───── SOURCE DATA
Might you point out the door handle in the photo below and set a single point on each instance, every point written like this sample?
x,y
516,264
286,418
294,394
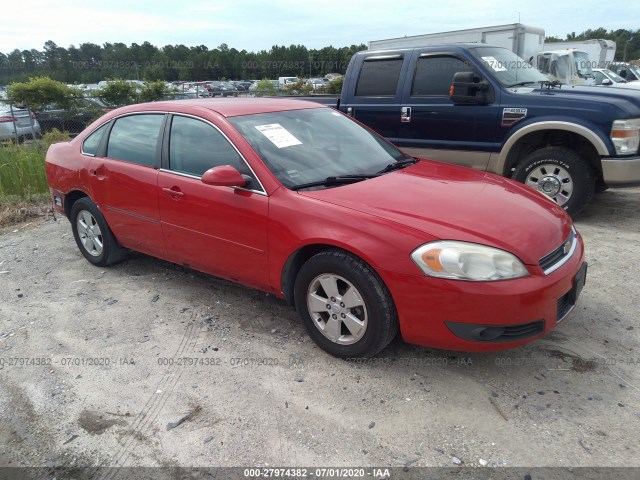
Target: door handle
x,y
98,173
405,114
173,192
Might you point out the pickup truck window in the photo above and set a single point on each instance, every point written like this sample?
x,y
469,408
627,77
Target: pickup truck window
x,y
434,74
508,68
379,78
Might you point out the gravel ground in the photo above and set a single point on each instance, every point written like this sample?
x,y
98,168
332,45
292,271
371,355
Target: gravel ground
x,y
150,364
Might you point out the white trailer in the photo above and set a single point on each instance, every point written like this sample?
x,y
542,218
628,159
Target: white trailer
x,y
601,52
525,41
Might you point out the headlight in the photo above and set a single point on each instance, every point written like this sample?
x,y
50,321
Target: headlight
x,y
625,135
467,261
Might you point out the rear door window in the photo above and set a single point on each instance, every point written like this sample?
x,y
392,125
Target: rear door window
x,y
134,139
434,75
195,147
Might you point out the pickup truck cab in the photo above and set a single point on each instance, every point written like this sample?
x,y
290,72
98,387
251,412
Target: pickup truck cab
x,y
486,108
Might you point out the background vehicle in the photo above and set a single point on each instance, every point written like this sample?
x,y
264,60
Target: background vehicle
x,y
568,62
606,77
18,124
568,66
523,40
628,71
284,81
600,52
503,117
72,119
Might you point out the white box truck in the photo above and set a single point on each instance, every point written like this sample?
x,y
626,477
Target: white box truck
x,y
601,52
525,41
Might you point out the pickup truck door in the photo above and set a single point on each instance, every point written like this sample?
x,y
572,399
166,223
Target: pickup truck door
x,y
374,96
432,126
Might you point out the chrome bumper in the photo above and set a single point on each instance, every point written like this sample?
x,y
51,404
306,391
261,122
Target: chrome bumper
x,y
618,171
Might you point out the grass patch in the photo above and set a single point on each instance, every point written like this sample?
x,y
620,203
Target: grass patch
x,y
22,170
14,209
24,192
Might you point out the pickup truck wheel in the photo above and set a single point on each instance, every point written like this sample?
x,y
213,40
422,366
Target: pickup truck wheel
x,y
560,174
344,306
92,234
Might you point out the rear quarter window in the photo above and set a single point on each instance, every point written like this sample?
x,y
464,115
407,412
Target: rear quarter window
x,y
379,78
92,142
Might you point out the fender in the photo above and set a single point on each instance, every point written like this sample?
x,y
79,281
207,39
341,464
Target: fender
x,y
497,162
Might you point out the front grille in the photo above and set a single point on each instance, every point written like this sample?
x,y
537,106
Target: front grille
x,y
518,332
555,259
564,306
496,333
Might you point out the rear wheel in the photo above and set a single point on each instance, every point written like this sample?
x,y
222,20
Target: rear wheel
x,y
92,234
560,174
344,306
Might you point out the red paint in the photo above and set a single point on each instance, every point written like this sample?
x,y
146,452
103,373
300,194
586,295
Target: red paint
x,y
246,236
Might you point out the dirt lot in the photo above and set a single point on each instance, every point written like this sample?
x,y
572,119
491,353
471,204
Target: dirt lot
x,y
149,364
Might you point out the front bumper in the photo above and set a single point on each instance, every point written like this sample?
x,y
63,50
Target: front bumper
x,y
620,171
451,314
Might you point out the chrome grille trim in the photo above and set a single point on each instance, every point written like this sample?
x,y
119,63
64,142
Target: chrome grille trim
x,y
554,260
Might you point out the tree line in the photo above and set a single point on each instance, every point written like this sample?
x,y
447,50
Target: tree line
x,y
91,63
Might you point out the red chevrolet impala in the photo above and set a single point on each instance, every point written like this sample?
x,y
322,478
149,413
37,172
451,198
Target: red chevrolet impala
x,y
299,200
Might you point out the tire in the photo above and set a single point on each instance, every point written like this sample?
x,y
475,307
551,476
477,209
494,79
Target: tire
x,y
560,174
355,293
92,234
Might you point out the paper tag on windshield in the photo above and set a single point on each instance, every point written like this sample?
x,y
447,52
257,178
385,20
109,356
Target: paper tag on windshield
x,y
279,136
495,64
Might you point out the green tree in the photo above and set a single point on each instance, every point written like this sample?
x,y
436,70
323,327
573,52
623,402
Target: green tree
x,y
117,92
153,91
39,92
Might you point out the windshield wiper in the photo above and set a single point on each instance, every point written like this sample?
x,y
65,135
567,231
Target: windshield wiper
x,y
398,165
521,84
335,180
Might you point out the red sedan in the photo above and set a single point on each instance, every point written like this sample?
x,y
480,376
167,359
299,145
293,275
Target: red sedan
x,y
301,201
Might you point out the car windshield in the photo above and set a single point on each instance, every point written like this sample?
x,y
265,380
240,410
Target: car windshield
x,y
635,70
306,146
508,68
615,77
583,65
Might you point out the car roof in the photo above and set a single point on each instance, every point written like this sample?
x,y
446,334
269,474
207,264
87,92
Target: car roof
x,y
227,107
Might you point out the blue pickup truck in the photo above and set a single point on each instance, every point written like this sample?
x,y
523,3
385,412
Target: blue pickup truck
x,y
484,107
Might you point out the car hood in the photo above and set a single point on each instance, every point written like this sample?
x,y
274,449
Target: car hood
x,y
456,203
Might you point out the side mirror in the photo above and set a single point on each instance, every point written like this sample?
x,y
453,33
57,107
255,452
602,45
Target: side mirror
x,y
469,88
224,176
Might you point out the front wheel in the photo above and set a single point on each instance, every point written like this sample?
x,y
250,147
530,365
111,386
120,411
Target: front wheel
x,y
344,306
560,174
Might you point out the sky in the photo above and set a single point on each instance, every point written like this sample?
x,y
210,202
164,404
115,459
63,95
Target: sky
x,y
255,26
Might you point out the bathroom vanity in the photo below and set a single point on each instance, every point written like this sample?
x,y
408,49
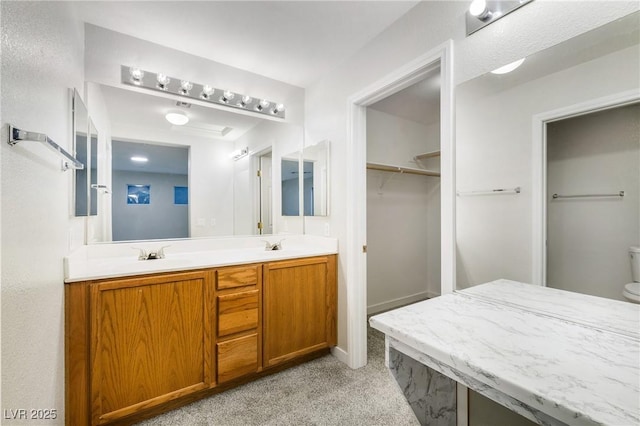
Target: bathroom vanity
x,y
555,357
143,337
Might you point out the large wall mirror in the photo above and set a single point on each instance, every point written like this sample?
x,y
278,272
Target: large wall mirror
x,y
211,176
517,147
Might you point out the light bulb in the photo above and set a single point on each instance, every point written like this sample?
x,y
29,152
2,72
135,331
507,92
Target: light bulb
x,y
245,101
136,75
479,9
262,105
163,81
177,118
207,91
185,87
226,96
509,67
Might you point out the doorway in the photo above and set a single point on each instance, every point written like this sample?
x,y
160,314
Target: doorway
──────────
• _AIM OF THE EXERCISE_: In the material above, show every line where the word "doorway" turns up.

• _PROBLEM SOLUTION_:
Might you point out the doorway in the photo above and set a single point on each instance, every point written like this sample?
Target: doorway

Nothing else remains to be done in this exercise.